How many lines in the data below contain the word "white"? Reply with the number only.

___ Material ___

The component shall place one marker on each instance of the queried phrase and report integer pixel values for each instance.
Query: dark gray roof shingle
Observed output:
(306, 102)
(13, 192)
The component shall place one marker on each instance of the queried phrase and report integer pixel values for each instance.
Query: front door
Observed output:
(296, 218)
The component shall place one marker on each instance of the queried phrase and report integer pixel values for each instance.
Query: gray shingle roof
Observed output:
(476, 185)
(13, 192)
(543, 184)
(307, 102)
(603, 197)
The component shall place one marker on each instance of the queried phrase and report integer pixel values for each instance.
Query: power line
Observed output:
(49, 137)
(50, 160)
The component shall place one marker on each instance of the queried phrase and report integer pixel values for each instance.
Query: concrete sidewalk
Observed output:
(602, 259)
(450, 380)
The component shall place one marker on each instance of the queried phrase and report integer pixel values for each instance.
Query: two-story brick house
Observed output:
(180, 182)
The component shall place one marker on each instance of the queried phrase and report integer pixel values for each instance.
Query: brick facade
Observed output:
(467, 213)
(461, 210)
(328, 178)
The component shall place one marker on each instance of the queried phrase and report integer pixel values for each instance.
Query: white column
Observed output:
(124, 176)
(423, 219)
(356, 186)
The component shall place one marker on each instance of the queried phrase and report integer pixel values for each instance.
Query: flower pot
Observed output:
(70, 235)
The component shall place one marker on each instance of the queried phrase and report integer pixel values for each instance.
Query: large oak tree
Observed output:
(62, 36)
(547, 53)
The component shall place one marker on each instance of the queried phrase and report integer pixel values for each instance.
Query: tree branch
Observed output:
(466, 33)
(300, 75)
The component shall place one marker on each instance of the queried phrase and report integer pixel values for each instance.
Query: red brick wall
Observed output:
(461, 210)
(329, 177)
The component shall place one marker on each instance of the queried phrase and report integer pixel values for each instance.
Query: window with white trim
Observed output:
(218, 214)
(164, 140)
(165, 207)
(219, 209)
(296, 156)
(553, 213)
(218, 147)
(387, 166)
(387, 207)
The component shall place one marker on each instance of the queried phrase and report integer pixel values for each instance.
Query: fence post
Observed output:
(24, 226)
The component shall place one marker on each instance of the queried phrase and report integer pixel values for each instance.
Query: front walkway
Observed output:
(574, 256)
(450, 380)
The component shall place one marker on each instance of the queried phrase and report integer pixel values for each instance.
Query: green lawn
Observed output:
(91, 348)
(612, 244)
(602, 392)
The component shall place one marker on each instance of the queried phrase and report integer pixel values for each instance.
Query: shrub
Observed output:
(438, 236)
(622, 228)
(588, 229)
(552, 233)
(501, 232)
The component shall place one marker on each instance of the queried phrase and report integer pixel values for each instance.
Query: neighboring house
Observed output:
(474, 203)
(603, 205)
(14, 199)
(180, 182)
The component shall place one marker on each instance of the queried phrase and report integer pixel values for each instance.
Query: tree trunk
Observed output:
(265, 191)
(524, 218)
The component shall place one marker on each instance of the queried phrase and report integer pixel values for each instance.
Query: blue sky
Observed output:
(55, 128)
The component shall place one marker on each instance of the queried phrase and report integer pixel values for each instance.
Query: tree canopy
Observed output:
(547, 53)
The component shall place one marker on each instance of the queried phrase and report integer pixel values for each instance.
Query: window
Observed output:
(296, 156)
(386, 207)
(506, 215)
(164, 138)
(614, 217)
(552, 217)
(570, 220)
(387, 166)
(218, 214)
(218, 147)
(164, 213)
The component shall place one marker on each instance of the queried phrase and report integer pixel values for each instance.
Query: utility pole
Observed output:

___

Correct result -
2